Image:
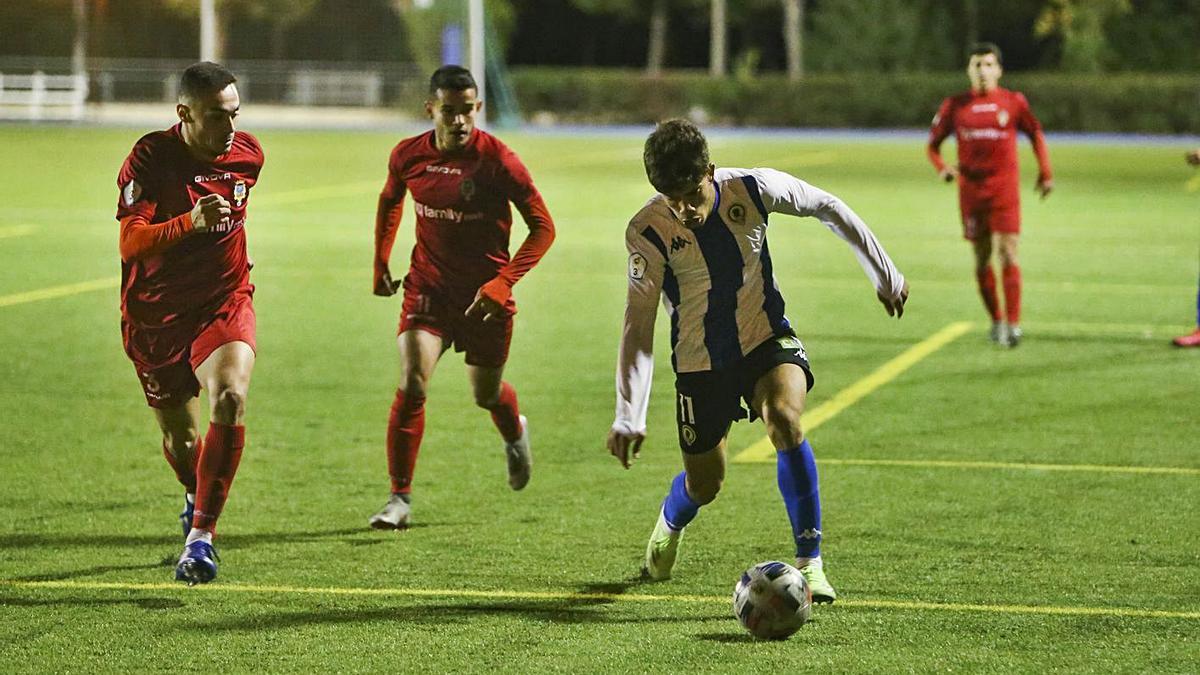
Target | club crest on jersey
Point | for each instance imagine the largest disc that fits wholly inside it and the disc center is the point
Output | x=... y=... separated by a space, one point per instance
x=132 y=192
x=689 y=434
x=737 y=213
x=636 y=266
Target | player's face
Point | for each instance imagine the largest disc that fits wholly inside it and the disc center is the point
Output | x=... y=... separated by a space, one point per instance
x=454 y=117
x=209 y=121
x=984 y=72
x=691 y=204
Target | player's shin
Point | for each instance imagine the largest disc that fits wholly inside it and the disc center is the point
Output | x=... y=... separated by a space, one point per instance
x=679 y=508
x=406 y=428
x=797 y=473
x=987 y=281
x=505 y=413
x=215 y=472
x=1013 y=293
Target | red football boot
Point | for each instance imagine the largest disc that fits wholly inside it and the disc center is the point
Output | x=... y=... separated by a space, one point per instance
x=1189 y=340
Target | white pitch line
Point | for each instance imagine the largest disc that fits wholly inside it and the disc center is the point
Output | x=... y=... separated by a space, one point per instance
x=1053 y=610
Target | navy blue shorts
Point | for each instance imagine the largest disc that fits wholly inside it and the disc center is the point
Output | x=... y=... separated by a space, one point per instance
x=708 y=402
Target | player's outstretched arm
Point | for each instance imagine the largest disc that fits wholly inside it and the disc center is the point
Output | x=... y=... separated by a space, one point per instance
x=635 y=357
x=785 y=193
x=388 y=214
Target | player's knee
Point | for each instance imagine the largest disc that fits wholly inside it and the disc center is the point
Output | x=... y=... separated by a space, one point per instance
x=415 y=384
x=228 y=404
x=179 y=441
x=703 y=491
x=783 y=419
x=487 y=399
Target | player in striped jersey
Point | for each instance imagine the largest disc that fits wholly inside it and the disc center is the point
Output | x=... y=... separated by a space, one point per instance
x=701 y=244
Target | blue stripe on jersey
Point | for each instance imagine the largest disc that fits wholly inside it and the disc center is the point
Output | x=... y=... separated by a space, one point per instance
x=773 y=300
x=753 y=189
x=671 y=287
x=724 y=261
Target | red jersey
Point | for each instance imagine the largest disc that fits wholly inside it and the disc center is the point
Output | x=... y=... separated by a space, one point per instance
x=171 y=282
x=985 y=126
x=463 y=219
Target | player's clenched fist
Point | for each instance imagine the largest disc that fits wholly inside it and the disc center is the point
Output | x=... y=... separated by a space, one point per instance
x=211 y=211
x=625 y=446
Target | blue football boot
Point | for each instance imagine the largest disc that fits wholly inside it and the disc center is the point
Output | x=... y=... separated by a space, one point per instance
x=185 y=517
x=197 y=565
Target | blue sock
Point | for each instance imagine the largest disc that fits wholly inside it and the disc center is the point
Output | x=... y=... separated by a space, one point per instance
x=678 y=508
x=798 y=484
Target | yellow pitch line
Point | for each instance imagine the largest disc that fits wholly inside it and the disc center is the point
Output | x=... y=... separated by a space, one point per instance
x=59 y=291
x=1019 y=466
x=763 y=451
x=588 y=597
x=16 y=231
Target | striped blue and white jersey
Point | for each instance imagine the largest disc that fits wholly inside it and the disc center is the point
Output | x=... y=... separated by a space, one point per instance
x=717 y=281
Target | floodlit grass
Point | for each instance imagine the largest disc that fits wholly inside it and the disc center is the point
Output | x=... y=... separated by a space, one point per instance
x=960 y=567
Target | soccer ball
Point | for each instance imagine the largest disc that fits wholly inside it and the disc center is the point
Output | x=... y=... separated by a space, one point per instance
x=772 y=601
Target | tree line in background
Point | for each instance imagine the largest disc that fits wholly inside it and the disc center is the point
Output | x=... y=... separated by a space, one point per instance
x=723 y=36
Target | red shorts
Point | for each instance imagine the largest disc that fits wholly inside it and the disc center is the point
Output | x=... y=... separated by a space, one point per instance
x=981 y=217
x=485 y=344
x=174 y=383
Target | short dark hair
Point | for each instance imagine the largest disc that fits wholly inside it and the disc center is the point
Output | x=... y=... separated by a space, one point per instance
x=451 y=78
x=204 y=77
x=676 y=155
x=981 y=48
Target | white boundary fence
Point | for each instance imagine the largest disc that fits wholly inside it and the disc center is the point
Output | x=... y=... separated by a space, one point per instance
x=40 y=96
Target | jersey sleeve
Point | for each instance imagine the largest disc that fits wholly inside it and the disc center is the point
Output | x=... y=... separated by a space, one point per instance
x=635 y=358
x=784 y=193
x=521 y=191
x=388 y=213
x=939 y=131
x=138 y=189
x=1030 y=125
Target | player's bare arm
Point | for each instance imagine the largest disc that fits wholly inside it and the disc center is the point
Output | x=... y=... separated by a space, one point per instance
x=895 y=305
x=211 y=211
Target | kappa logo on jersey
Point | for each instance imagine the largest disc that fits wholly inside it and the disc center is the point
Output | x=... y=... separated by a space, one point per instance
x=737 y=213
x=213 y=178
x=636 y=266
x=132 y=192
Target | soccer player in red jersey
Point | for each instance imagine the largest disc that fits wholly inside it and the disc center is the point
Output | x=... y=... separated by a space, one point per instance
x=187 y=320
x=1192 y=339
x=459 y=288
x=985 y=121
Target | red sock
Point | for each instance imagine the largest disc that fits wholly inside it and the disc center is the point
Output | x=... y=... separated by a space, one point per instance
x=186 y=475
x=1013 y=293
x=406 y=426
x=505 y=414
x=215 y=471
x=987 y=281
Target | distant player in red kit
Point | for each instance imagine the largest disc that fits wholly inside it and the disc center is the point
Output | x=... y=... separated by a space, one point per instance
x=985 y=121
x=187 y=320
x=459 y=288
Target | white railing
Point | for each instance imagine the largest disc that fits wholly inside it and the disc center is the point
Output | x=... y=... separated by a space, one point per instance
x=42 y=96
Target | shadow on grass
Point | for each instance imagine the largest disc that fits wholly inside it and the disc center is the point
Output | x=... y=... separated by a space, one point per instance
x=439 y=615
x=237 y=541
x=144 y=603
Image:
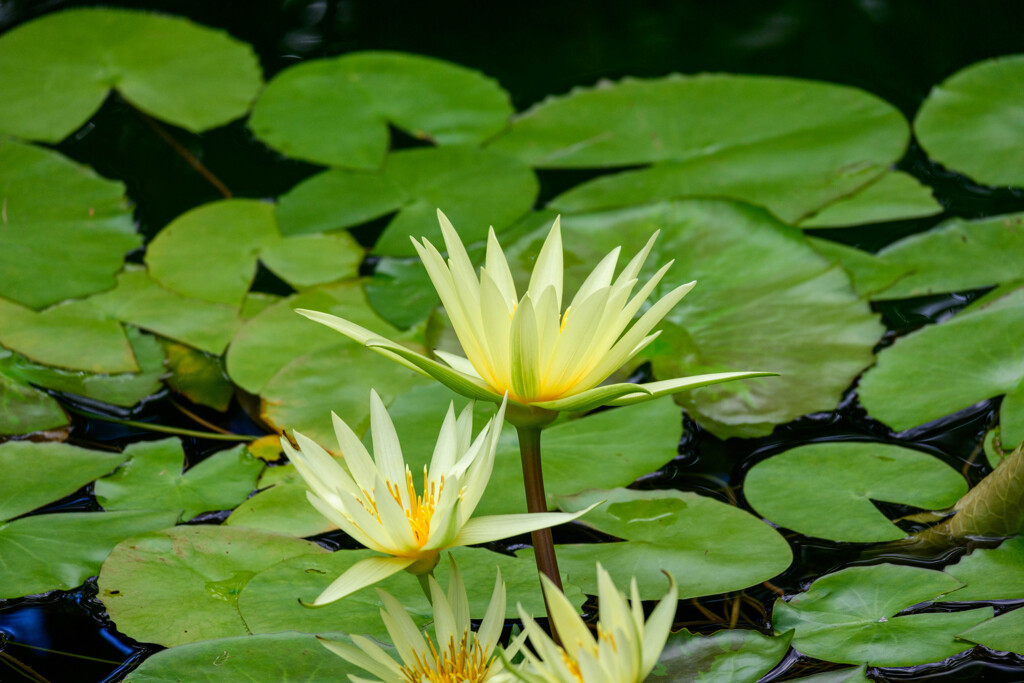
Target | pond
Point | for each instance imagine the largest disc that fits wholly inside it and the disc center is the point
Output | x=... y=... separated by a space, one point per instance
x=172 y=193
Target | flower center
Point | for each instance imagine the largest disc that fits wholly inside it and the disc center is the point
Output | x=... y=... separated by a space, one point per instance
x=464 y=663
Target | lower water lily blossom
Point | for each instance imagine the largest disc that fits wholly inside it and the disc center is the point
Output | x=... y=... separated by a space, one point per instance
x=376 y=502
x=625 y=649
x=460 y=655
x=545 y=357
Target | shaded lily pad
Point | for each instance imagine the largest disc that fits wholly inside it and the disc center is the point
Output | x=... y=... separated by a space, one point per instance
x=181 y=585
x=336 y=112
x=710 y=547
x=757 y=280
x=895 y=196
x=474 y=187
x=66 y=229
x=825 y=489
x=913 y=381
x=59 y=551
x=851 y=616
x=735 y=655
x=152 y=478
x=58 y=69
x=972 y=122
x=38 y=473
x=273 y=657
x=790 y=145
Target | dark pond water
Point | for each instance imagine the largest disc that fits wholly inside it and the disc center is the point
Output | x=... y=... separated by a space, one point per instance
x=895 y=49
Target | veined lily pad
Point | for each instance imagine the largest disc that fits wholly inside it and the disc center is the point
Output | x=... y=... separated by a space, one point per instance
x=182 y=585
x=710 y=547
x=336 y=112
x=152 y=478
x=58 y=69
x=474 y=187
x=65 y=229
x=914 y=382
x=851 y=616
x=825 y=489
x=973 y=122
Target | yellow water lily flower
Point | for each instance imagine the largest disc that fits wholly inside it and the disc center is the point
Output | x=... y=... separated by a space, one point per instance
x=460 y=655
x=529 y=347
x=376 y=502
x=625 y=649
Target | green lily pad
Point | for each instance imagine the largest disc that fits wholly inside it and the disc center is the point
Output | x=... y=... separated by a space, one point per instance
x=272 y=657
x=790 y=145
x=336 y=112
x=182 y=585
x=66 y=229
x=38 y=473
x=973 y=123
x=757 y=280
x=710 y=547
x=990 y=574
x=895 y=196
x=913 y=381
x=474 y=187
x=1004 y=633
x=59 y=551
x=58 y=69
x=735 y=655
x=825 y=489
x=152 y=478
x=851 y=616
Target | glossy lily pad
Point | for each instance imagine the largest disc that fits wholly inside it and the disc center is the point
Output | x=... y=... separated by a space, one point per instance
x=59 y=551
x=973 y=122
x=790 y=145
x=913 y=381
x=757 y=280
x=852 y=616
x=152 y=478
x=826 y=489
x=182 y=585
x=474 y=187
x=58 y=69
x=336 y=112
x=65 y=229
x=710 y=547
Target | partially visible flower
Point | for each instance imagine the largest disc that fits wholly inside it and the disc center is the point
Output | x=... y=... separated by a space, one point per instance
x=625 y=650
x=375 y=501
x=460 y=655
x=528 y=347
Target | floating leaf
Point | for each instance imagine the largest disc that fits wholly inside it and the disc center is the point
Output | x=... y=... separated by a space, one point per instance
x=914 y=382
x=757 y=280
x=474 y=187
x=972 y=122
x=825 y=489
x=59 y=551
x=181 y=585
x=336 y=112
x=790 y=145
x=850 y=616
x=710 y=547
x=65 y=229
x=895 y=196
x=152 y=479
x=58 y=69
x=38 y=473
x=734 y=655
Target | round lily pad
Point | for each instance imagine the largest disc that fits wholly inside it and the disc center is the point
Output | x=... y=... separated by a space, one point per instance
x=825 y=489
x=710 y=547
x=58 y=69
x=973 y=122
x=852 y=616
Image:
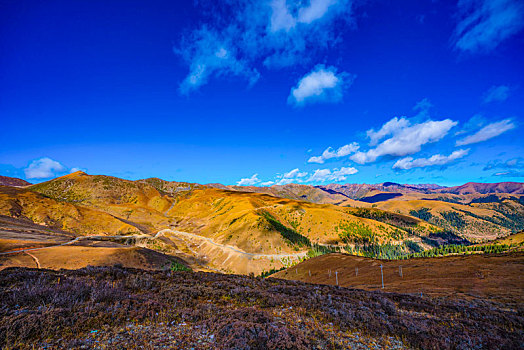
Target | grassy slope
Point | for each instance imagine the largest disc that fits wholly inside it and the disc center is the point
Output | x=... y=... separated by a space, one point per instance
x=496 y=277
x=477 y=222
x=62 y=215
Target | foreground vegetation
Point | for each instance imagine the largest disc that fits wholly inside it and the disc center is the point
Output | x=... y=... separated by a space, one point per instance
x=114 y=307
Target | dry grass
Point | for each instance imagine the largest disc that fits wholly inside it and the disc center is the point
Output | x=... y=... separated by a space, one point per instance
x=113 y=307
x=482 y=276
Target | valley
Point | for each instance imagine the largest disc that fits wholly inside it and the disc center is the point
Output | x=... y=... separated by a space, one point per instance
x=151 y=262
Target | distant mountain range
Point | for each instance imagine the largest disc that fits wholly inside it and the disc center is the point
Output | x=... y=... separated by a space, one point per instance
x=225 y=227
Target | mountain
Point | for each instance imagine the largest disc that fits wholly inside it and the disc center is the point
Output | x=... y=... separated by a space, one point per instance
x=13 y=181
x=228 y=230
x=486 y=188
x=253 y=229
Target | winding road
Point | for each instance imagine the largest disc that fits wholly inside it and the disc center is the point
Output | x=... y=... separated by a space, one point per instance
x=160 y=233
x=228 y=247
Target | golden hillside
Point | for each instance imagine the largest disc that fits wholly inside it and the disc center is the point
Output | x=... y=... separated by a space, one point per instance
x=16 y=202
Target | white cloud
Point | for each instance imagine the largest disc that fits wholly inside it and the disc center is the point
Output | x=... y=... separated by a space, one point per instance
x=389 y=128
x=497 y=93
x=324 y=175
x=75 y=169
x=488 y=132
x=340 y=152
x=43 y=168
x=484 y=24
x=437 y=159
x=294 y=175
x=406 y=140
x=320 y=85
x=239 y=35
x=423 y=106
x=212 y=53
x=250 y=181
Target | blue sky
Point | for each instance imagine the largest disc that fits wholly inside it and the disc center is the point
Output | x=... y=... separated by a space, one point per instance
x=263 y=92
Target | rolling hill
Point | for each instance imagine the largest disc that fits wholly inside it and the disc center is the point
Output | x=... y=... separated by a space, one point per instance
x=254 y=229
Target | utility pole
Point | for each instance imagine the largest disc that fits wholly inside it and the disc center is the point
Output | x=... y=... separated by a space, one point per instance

====

Across the entries above, find each line with the word "pitch" and please copy it out.

- _Exercise output_
Target | white pitch line
Target | yellow pitch line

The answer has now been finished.